Das gilt auch in diesem Roman besonders für Bens Vater, renommierter Psychologe und mit der Extremsituation völlig überfordert. Er ist die schwächste der wichtigeren Figuren. Die stärkste Figur ist aber nicht Ben, dessen Vorgehensweise bisweilen nicht nachvollziehbar ist, obwohl der Leser in dessen Gedankenwelt den tiefsten Einblick erhält, sondern der Söldnerhauptmann Harry, der hier einige Überraschungen aufzubieten hat.
Hatte man im zweiten Band, "Stein", noch kaum Zeit, in der beständig treibenden Spannung Luft zu holen, so wechseln sich im dritten spannende Action und ruhigere Szenen gleichmäßiger ab. Schade ist, dass der eigentliche Showdown dieser über 1300 Seiten umfassenden Trilogie sehr knapp ausfällt, hier wäre ein sich länger aufbauender Spannungsbogen nett gewesen.

┄┄┄┄┄┄

PFLICHTAUFGABE: Entnimm die Besprechung der Trilogie von oben vollständig und ohne jede Änderung.

INHALT DES MATERIALS:
┄┄┄┄┄┄

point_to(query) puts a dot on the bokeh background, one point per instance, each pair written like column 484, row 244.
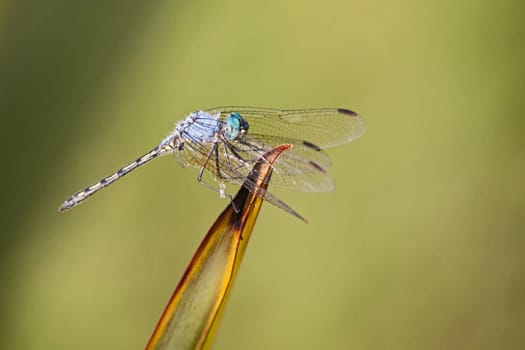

┄┄┄┄┄┄

LÖSUNG ZUR AUFGABE:
Das gilt auch in diesem Roman besonders für Bens Vater, renommierter Psychologe und mit der Extremsituation völlig überfordert. Er ist die schwächste der wichtigeren Figuren. Die stärkste Figur ist aber nicht Ben, dessen Vorgehensweise bisweilen nicht nachvollziehbar ist, obwohl der Leser in dessen Gedankenwelt den tiefsten Einblick erhält, sondern der Söldnerhauptmann Harry, der hier einige Überraschungen aufzubieten hat.
Hatte man im zweiten Band, "Stein", noch kaum Zeit, in der beständig treibenden Spannung Luft zu holen, so wechseln sich im dritten spannende Action und ruhigere Szenen gleichmäßiger ab. Schade ist, dass der eigentliche Showdown dieser über 1300 Seiten umfassenden Trilogie sehr knapp ausfällt, hier wäre ein sich länger aufbauender Spannungsbogen nett gewesen.